Material for this task:
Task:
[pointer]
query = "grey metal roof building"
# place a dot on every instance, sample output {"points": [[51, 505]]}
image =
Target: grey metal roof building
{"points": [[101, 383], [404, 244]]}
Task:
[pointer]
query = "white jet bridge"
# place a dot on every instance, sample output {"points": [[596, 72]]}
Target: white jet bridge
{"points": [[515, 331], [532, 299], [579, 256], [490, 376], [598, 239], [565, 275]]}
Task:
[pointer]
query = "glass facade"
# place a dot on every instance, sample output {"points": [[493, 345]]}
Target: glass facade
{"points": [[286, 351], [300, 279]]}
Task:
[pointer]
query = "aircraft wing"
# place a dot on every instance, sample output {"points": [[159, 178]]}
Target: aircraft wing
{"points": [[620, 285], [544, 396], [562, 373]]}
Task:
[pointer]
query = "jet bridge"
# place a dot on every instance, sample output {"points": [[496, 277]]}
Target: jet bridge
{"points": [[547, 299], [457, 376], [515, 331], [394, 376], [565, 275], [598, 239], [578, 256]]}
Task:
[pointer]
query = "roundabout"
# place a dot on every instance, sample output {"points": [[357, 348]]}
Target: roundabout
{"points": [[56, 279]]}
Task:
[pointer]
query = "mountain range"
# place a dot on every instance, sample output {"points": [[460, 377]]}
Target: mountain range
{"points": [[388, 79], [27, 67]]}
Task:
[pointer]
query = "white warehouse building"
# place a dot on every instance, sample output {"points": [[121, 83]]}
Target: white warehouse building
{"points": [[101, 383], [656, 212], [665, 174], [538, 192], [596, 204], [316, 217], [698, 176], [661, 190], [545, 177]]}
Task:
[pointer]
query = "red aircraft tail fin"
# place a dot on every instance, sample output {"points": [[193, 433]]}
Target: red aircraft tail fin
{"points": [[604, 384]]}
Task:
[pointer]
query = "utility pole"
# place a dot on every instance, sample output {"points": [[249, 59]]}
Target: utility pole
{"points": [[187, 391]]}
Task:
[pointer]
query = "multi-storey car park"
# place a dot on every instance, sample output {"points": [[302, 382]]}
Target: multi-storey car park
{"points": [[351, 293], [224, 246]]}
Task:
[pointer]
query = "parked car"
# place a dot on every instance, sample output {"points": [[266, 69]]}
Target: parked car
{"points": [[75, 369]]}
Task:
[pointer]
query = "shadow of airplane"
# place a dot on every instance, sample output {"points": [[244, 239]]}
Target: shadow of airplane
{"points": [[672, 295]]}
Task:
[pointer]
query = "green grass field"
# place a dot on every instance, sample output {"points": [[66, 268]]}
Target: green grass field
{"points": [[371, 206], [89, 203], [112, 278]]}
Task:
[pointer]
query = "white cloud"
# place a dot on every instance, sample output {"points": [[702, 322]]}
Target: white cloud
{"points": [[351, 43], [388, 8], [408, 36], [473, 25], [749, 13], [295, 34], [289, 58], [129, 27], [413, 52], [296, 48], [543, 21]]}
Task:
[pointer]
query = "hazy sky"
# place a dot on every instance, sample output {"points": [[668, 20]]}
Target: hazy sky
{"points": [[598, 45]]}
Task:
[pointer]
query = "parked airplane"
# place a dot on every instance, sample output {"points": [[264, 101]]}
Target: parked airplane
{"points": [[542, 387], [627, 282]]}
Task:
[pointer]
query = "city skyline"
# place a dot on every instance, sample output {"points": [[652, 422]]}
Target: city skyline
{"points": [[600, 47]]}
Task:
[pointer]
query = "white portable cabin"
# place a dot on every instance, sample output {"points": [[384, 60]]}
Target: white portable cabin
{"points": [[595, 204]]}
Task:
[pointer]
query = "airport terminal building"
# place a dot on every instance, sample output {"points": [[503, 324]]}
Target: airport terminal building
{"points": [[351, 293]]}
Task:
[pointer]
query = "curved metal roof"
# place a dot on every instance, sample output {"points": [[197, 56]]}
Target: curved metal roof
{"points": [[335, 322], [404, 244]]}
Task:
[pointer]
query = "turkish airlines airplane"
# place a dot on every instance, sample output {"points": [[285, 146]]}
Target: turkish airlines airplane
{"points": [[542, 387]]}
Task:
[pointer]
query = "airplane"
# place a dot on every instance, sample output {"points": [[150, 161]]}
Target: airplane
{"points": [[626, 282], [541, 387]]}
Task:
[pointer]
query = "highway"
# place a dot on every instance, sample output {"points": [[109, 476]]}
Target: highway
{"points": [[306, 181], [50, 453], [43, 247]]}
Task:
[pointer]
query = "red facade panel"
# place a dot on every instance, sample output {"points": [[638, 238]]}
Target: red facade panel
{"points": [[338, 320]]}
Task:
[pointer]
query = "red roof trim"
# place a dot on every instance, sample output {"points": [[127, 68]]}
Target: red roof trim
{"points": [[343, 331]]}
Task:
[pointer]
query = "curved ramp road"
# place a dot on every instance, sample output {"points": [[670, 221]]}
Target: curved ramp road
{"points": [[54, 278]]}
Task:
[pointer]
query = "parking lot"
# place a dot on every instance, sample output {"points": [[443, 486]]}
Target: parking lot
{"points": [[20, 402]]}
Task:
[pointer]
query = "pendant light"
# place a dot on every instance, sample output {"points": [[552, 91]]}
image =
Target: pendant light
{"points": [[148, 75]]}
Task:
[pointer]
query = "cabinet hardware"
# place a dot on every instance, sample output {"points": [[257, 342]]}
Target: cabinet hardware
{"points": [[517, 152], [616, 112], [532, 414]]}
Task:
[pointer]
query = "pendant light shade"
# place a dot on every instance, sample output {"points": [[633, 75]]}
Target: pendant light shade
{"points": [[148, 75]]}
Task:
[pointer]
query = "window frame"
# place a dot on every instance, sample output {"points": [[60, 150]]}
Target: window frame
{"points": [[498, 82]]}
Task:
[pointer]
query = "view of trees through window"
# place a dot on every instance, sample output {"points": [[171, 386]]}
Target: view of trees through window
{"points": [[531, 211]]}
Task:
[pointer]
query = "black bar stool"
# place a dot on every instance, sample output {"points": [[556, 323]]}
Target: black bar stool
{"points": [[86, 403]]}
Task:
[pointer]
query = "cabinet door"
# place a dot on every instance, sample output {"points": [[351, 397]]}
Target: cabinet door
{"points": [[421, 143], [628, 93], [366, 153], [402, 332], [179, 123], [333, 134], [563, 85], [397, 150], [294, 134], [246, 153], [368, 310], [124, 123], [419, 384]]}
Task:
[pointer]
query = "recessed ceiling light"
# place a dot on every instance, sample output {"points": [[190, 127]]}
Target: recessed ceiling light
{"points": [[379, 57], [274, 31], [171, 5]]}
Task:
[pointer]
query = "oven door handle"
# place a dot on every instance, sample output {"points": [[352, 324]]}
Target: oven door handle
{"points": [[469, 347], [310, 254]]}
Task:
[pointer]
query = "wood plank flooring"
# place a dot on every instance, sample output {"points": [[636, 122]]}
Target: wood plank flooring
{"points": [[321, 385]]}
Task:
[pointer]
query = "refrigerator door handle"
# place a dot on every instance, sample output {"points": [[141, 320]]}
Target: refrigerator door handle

Goal: Pull out every line of the items above that contains the string "trim", copying each one in full. Match case exactly.

Complete response:
query = "red roof trim"
Target: red roof trim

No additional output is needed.